Task instructions:
Rewrite the part of the items that starts at the line containing "A single marker falls on each instance of the lips" and goes through the end of the items, using "give the location" wherever "report the position" appears and leaving everything else unchanged. Omit the pictures from your answer.

##### Data entries

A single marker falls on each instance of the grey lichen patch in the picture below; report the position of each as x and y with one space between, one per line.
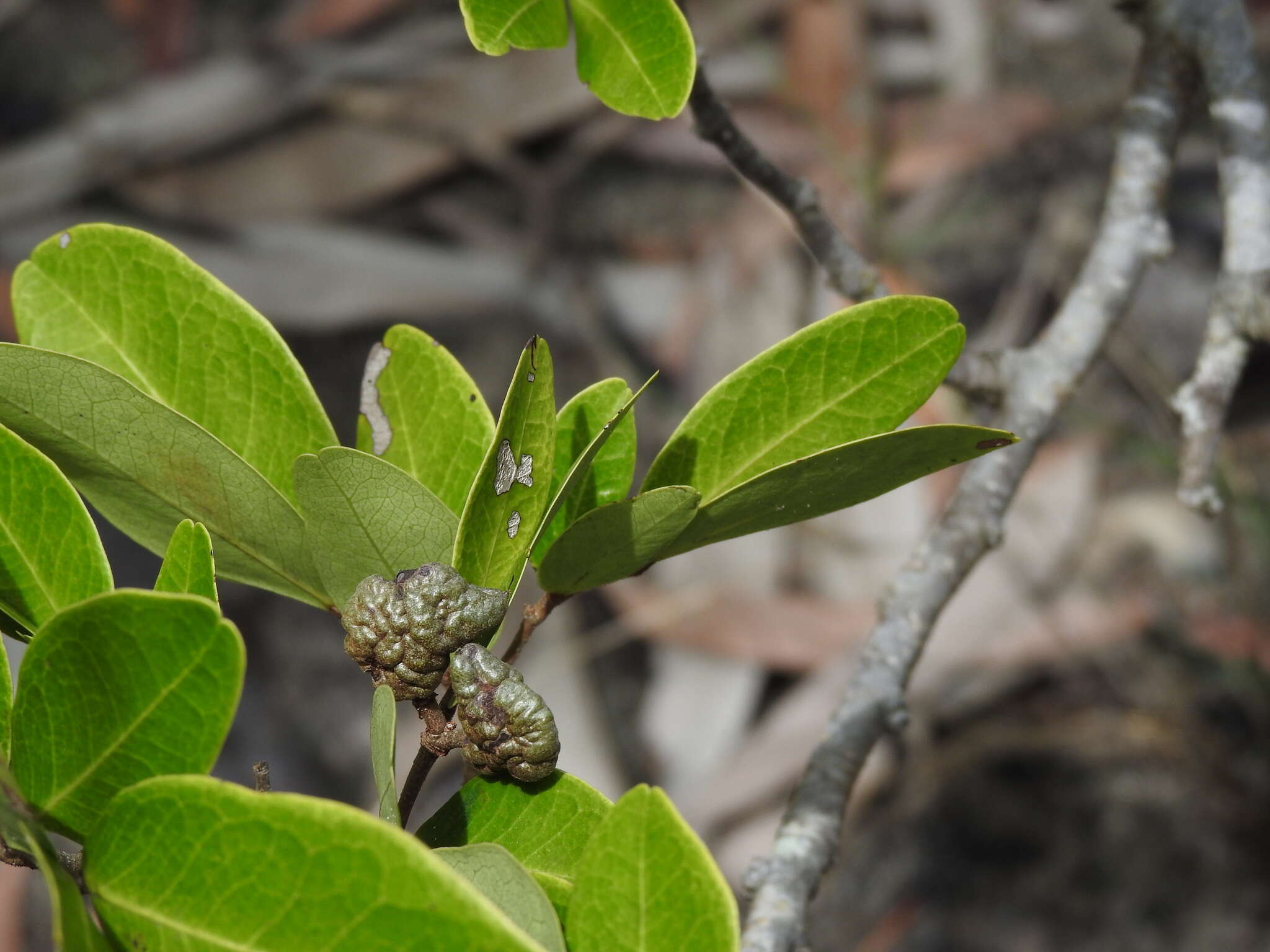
404 631
508 728
507 470
381 431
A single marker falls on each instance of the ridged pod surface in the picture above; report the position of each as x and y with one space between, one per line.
404 631
508 725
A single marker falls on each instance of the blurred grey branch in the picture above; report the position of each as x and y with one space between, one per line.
1219 36
1034 384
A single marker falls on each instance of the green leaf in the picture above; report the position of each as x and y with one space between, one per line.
833 480
504 513
50 551
135 305
146 467
647 884
853 375
189 565
545 826
422 412
595 457
639 59
384 752
363 517
508 885
618 540
73 930
118 689
495 25
6 701
190 863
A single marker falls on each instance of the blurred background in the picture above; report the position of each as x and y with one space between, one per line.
1090 751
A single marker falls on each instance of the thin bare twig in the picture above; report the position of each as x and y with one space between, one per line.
850 275
1220 37
419 770
1037 381
531 619
436 716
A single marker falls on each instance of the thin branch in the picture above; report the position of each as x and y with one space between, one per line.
419 770
850 275
1037 382
70 862
531 619
1220 37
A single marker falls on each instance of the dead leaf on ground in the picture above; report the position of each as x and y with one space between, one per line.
938 141
791 632
322 19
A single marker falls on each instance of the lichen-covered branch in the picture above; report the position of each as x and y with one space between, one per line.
1036 384
1219 35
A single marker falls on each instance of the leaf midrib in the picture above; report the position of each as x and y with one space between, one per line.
727 483
102 332
249 552
31 568
127 731
512 20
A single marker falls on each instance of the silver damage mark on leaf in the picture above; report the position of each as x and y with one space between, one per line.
508 471
381 431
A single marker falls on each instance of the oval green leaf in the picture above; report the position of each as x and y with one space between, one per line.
363 517
146 467
497 25
50 552
301 874
189 565
833 480
638 58
595 459
118 689
545 826
422 412
135 305
853 375
73 930
384 752
513 487
508 885
618 540
647 884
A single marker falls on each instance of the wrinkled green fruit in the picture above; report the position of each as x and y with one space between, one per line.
507 724
404 631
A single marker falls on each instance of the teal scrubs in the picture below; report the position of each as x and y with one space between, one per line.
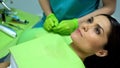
69 9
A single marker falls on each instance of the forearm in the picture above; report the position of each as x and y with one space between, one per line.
45 5
108 8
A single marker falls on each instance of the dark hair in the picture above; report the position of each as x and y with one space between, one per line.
113 46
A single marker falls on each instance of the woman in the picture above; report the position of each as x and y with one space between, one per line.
71 12
98 36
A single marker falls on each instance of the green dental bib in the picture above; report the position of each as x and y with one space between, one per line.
48 51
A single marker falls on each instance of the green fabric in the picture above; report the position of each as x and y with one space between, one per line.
30 34
7 41
50 22
66 27
47 51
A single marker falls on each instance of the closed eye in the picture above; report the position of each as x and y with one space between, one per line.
90 20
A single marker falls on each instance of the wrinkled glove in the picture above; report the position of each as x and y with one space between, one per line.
50 22
66 27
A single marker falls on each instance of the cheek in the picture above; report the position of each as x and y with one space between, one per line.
94 40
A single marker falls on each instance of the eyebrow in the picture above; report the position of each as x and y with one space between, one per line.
100 27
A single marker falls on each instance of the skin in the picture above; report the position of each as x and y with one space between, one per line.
89 38
107 8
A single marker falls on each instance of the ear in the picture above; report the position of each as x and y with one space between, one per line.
102 53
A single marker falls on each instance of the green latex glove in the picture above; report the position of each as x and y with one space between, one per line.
50 22
66 27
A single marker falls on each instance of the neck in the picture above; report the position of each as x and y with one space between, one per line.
81 54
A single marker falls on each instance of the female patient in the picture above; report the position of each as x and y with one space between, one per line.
98 36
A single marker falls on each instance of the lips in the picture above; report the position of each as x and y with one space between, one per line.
78 30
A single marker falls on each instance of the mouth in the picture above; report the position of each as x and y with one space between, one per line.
78 30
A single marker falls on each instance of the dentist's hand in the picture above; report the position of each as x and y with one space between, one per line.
50 22
66 27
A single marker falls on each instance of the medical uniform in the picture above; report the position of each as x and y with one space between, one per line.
69 9
47 51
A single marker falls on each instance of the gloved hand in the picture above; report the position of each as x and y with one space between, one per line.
66 27
50 22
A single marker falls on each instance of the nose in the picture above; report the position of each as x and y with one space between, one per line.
85 27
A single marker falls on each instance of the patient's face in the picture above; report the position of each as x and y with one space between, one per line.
92 34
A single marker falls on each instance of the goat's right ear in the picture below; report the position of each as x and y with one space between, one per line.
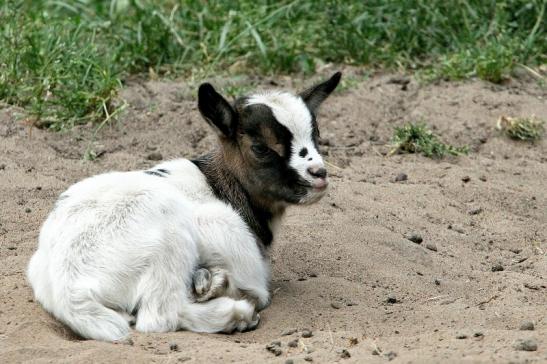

##########

The result:
A single marker falls on each instance of the lips in the picture above; give the location of each as x and y with one space between, one per line.
78 30
A single marker falls on each instance of the mouth in the picture above; give the location of each as x and y with one space between, one per line.
78 30
A single marker falls on each instance of the dentist's hand in the picture above; give the location of each as x and y with one space between, one per line.
50 22
66 27
A single marker falls on each instance of the medical uniform in the picture above; give the location of each as x and y with one space between, one per line.
69 9
47 51
A single marker falls on each instance of the gloved hand in the picture above; give the location of each as x and y with one space between, one per line.
66 27
50 22
A single marker falls on each instance of the nose in the picture above; give the location of each as x and y with one space between, one per line.
85 27
A single marker falls on each instance of the patient's face in the picture above; give the location of each as x and y with one space between, one per line.
92 34
A single marker falls on each instance of the goat's right ear in the picture below; give the location of each as x and y with one space between, one per line.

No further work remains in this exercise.